To do
Pull out every line in the material below that contains the word "query". Case counts.

Records provided
----------------
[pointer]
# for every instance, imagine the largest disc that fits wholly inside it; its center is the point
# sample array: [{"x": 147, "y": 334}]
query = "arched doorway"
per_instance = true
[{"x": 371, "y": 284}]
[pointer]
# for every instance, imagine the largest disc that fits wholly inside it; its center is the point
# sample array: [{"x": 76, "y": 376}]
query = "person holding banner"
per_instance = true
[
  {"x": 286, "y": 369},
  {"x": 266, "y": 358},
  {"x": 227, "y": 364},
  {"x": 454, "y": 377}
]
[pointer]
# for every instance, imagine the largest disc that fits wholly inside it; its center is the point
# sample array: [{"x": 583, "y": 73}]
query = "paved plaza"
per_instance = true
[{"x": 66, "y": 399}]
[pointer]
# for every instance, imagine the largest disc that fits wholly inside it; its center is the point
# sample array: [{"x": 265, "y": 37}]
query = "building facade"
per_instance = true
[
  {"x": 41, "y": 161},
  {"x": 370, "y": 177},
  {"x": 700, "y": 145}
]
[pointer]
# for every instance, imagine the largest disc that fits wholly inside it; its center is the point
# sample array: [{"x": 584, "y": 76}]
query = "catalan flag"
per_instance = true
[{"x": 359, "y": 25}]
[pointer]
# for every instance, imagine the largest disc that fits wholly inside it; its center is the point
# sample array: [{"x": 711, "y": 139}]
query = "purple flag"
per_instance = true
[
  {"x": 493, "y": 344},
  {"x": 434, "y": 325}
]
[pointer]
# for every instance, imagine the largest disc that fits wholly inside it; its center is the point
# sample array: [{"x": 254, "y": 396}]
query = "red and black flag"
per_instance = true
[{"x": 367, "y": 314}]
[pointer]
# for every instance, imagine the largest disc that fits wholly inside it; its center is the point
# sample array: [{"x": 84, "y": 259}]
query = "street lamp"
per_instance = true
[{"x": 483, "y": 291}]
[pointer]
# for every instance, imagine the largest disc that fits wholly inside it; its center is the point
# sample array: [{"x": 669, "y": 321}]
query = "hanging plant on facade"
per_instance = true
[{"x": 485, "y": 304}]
----------------
Solution to this exercise
query = "arched doorway"
query = "person holding banner"
query = "paved plaza"
query = "building facade"
query = "catalan flag"
query = "purple flag"
query = "red and black flag"
query = "street lamp"
query = "hanging plant on facade"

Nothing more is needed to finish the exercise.